Task instructions => Your answer must be the exact lines from the one holding "Query: exposed white rock" through the end of the entries, with no pictures.

Information supplied =>
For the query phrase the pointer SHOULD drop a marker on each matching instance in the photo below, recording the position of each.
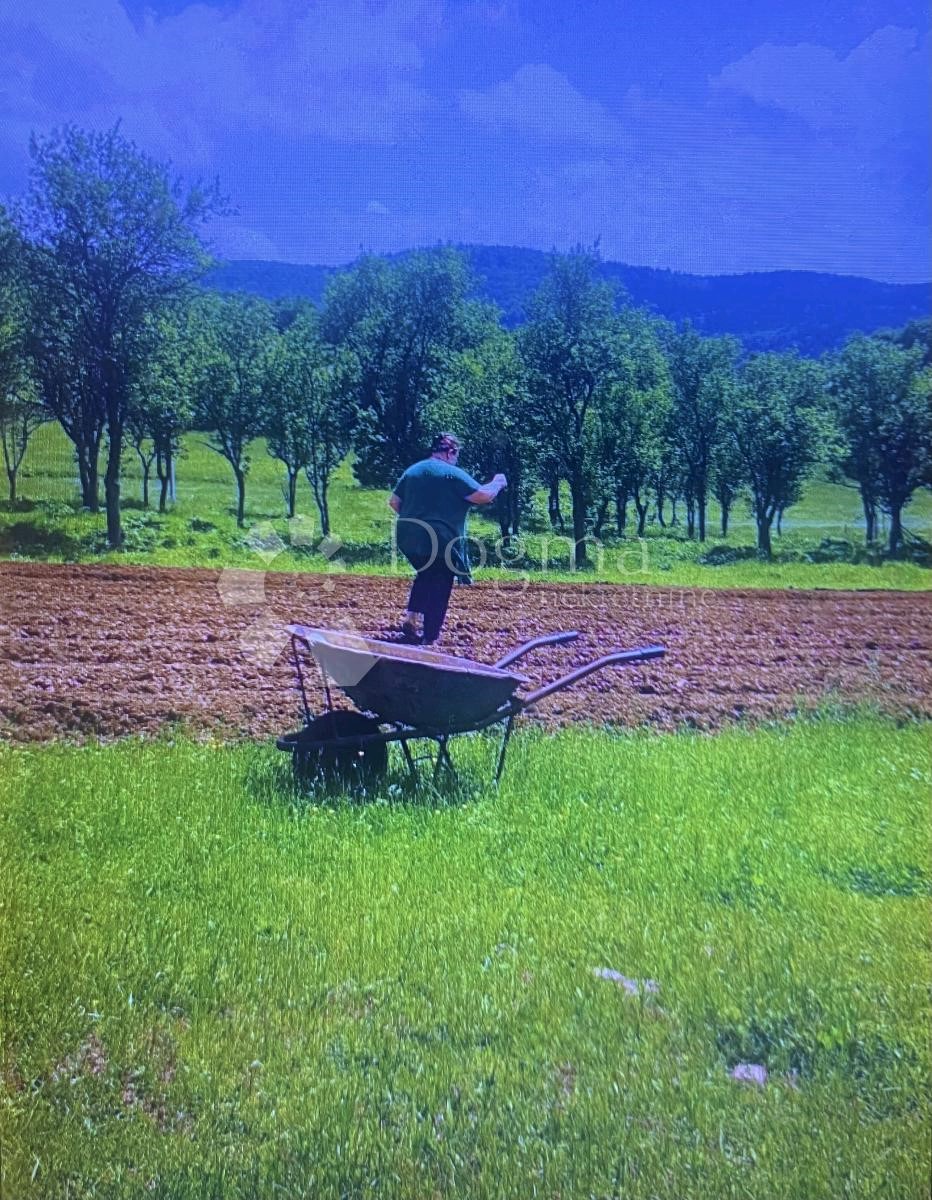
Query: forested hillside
(773, 311)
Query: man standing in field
(431, 501)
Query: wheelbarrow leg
(443, 760)
(408, 759)
(504, 748)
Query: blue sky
(696, 136)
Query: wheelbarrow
(404, 694)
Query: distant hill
(768, 311)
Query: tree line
(103, 329)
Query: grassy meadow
(822, 544)
(215, 987)
(212, 985)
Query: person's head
(446, 447)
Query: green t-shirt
(433, 496)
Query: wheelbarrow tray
(410, 685)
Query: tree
(404, 324)
(489, 402)
(570, 352)
(883, 397)
(112, 239)
(727, 478)
(632, 419)
(310, 411)
(166, 393)
(703, 375)
(780, 430)
(234, 340)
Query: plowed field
(101, 651)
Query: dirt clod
(144, 653)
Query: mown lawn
(822, 544)
(212, 987)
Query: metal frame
(505, 714)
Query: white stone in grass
(632, 987)
(750, 1073)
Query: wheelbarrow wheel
(314, 761)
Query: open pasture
(215, 988)
(822, 545)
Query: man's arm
(487, 492)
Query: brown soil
(102, 651)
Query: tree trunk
(240, 496)
(162, 477)
(112, 486)
(578, 497)
(620, 513)
(642, 514)
(292, 490)
(870, 516)
(553, 505)
(896, 529)
(88, 473)
(600, 519)
(763, 535)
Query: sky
(702, 136)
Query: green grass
(210, 987)
(821, 545)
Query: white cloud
(342, 70)
(540, 102)
(866, 94)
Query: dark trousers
(431, 597)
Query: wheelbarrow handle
(547, 640)
(617, 659)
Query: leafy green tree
(310, 409)
(703, 376)
(632, 419)
(571, 357)
(727, 479)
(112, 238)
(487, 400)
(883, 396)
(161, 402)
(406, 325)
(780, 430)
(233, 341)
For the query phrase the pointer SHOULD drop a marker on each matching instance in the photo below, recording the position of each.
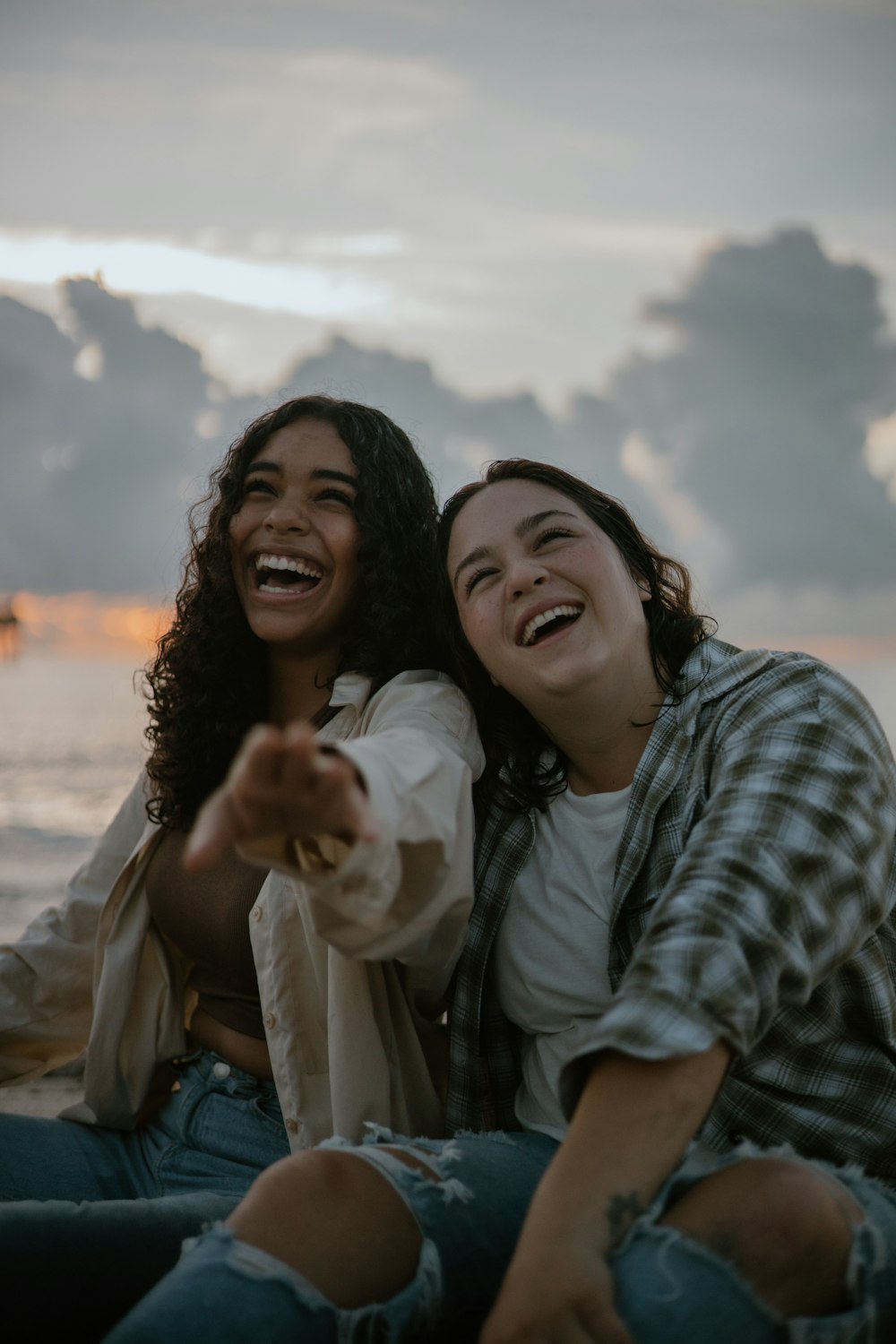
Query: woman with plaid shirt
(673, 1074)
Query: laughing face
(544, 597)
(295, 542)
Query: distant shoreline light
(131, 623)
(145, 266)
(90, 624)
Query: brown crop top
(206, 916)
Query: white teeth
(288, 562)
(543, 617)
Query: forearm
(632, 1125)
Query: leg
(756, 1246)
(786, 1228)
(96, 1260)
(59, 1159)
(389, 1236)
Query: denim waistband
(211, 1066)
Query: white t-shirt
(552, 946)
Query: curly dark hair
(524, 768)
(209, 680)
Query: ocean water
(72, 745)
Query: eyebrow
(320, 473)
(525, 524)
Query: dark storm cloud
(759, 417)
(99, 473)
(97, 468)
(761, 413)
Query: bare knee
(335, 1219)
(788, 1228)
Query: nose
(524, 575)
(285, 516)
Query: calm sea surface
(72, 745)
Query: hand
(281, 782)
(556, 1293)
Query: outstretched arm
(281, 782)
(633, 1124)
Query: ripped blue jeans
(669, 1289)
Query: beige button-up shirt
(354, 946)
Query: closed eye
(333, 495)
(258, 486)
(551, 534)
(476, 577)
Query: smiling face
(295, 542)
(546, 599)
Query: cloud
(761, 411)
(101, 468)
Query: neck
(298, 685)
(603, 742)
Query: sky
(650, 239)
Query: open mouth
(287, 574)
(548, 623)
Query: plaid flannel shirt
(753, 903)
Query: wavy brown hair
(209, 680)
(524, 768)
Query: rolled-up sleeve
(782, 878)
(46, 976)
(408, 894)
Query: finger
(215, 828)
(257, 765)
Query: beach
(40, 1097)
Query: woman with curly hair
(233, 1011)
(673, 1024)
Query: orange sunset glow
(90, 624)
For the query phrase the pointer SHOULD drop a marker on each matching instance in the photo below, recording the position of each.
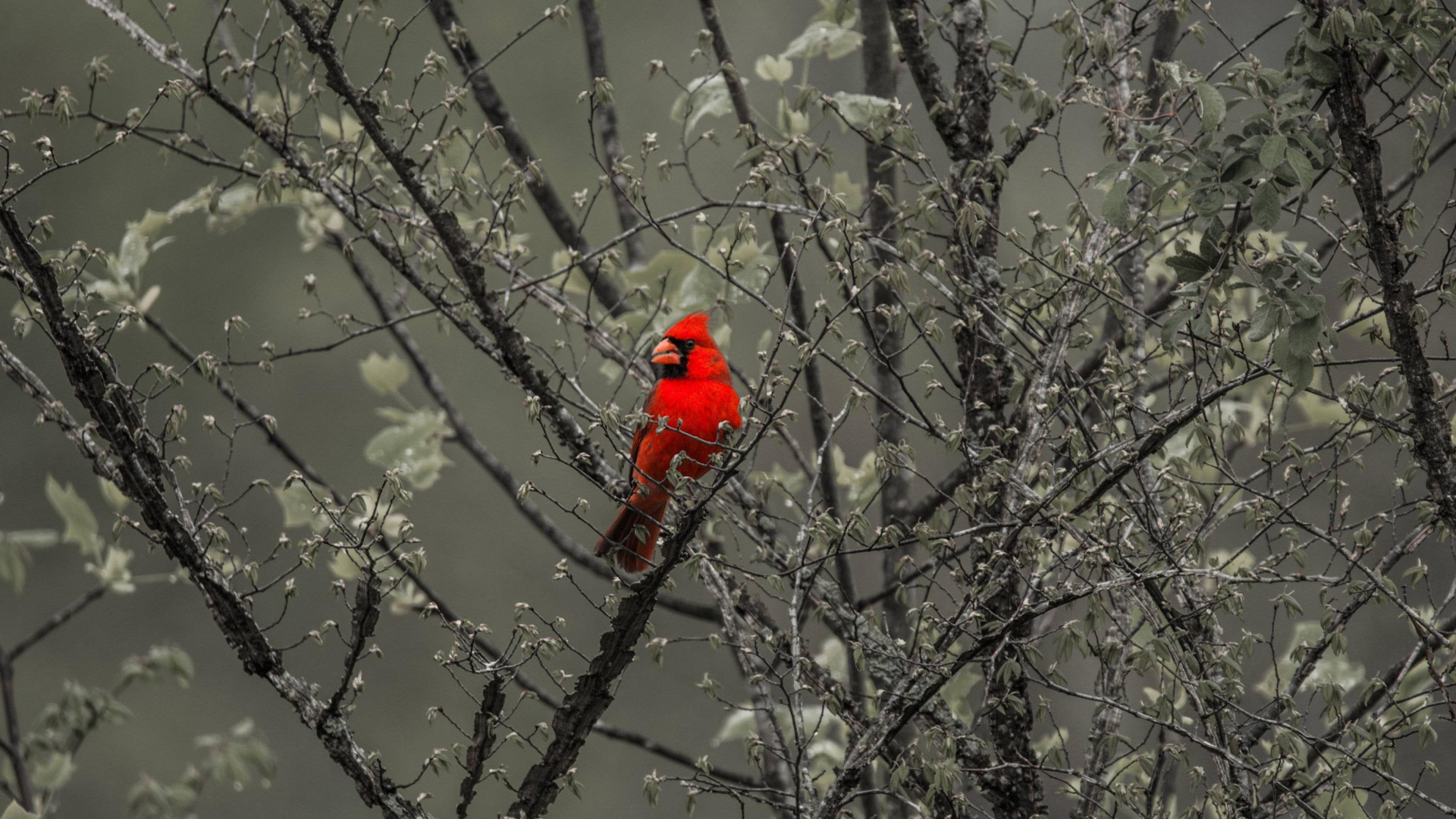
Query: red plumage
(693, 395)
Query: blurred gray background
(482, 557)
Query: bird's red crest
(693, 327)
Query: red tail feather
(632, 548)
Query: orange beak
(666, 353)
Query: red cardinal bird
(693, 394)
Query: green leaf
(1190, 267)
(859, 482)
(823, 37)
(1273, 152)
(1175, 322)
(1114, 207)
(707, 96)
(1304, 169)
(114, 572)
(80, 523)
(413, 445)
(384, 375)
(1213, 107)
(15, 553)
(1294, 352)
(861, 110)
(1323, 71)
(1266, 206)
(1264, 321)
(1152, 174)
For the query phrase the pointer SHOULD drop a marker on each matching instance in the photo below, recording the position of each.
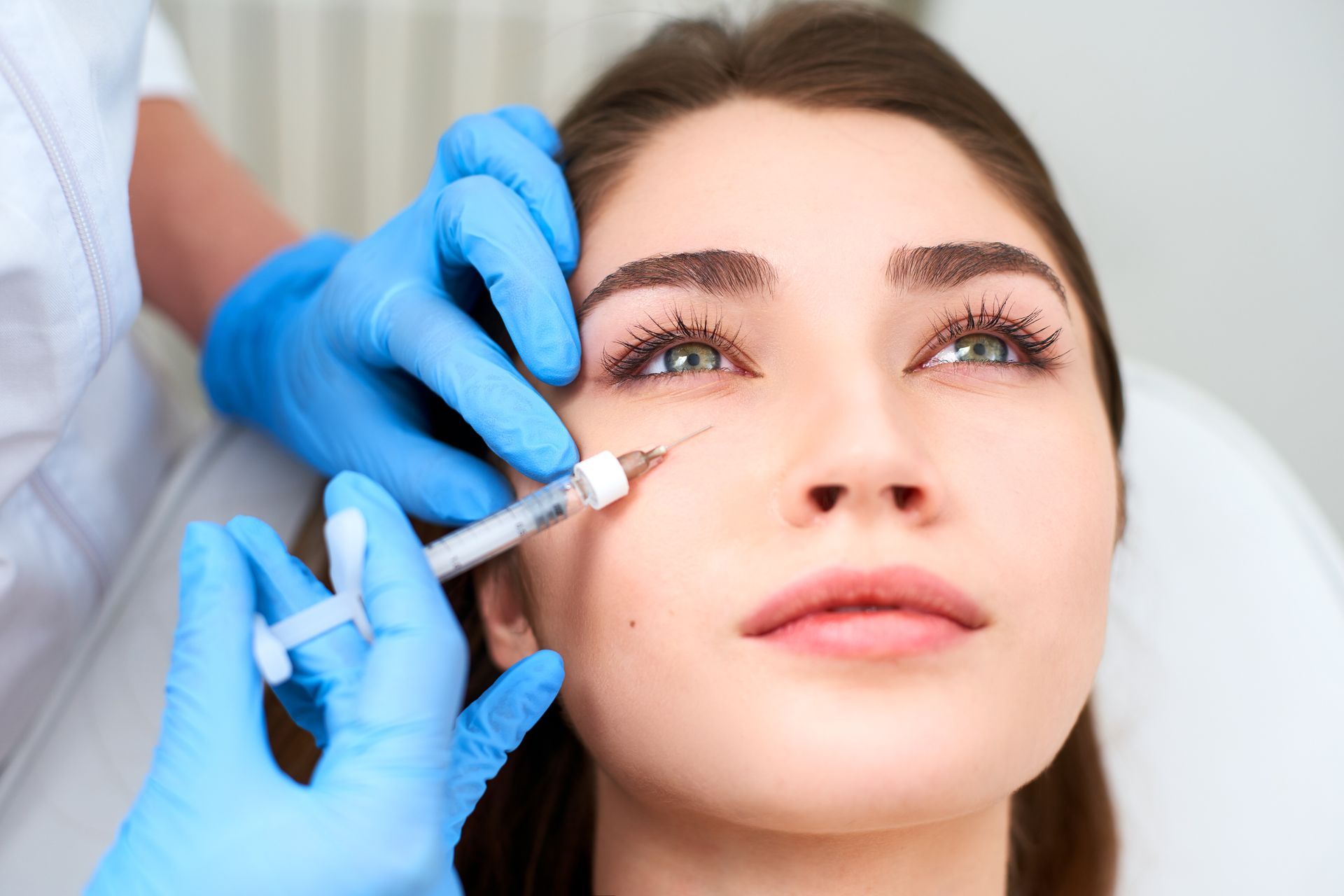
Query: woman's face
(847, 438)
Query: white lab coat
(81, 429)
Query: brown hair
(533, 830)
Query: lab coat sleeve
(164, 73)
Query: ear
(499, 594)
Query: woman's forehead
(816, 192)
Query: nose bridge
(858, 451)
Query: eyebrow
(727, 273)
(717, 272)
(948, 265)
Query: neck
(645, 849)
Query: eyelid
(1034, 346)
(645, 340)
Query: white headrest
(1221, 696)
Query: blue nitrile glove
(318, 346)
(388, 797)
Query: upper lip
(897, 586)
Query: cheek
(1034, 496)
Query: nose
(862, 458)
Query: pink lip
(920, 612)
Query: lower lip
(875, 633)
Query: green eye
(691, 356)
(977, 348)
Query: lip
(920, 612)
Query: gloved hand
(318, 346)
(387, 801)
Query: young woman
(844, 640)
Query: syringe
(596, 482)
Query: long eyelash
(1025, 333)
(647, 340)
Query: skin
(727, 764)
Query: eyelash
(1021, 331)
(645, 340)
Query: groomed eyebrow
(948, 265)
(718, 272)
(726, 273)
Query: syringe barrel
(500, 531)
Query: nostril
(825, 496)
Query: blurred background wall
(1196, 146)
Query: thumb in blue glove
(323, 344)
(401, 770)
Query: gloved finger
(493, 726)
(530, 122)
(483, 223)
(491, 146)
(416, 673)
(327, 669)
(213, 713)
(441, 346)
(436, 481)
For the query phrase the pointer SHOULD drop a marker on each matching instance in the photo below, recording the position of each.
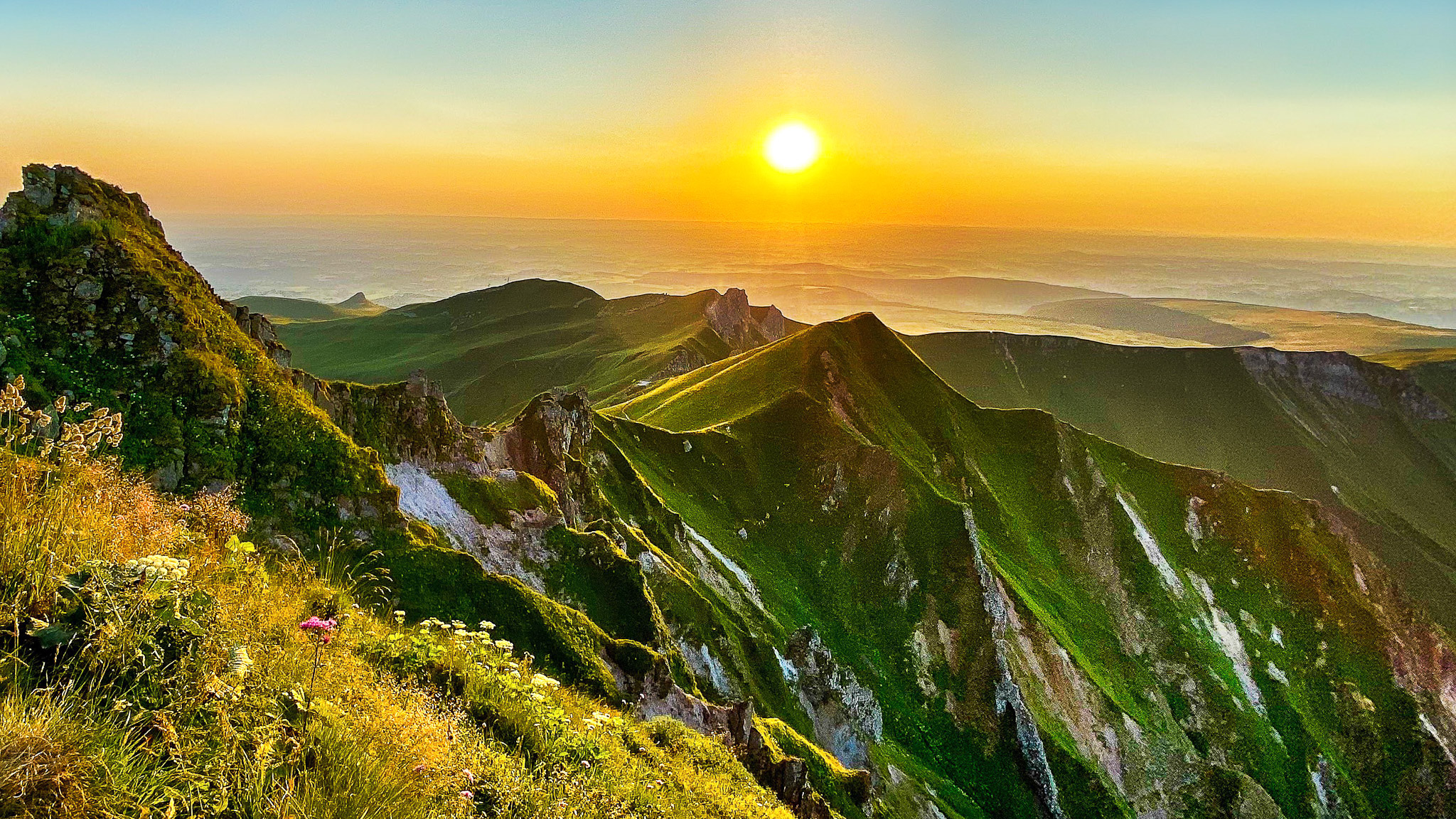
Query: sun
(791, 148)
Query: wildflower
(237, 662)
(319, 630)
(159, 567)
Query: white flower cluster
(237, 662)
(599, 719)
(159, 567)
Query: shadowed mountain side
(282, 309)
(1327, 426)
(1231, 324)
(496, 348)
(1032, 619)
(98, 306)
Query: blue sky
(1325, 92)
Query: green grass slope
(1349, 433)
(97, 306)
(283, 311)
(1228, 324)
(1008, 617)
(494, 350)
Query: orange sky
(1047, 130)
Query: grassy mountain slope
(1325, 426)
(1007, 617)
(493, 350)
(97, 306)
(165, 674)
(283, 311)
(1231, 324)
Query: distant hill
(494, 350)
(1074, 620)
(284, 311)
(97, 305)
(1350, 433)
(1231, 324)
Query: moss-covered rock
(97, 305)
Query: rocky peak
(548, 441)
(357, 302)
(66, 194)
(261, 331)
(742, 326)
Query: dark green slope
(1350, 433)
(97, 305)
(496, 348)
(1007, 617)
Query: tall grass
(154, 666)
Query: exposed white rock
(707, 666)
(714, 577)
(791, 675)
(1155, 554)
(845, 713)
(1008, 694)
(497, 548)
(1226, 634)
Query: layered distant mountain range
(958, 574)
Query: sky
(1288, 119)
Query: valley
(858, 573)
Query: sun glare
(791, 148)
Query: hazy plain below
(907, 274)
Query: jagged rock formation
(261, 330)
(402, 422)
(1374, 444)
(97, 305)
(357, 302)
(548, 441)
(739, 324)
(494, 350)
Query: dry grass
(186, 695)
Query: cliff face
(740, 326)
(1372, 444)
(407, 422)
(97, 305)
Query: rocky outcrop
(736, 726)
(1344, 378)
(68, 196)
(742, 326)
(404, 422)
(102, 308)
(548, 441)
(261, 330)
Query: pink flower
(319, 630)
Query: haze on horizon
(1290, 119)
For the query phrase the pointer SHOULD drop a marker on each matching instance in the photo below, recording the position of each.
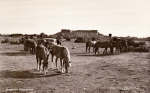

Completed exercise =>
Query: exposed white rock
(707, 666)
(714, 577)
(791, 675)
(1155, 554)
(845, 713)
(1008, 694)
(497, 548)
(1226, 634)
Query: layered distant mountain range
(958, 574)
Query: sky
(1288, 119)
Query: valley
(858, 573)
Query: sun glare
(791, 148)
Query: hazy plain below
(907, 274)
Query: jagged rock formation
(261, 330)
(402, 422)
(1374, 444)
(97, 305)
(357, 302)
(548, 441)
(739, 324)
(494, 350)
Query: dry grass
(186, 695)
Query: cliff face
(740, 326)
(1372, 444)
(407, 422)
(97, 305)
Query: rocky outcrop
(736, 726)
(1344, 378)
(68, 196)
(742, 326)
(404, 422)
(102, 308)
(548, 441)
(261, 330)
Query: pink flower
(319, 630)
Query: haze on horizon
(1290, 119)
For the query phrase the pointer SHOULD drop a marker on each matching instance in the photo below, recording the position of each.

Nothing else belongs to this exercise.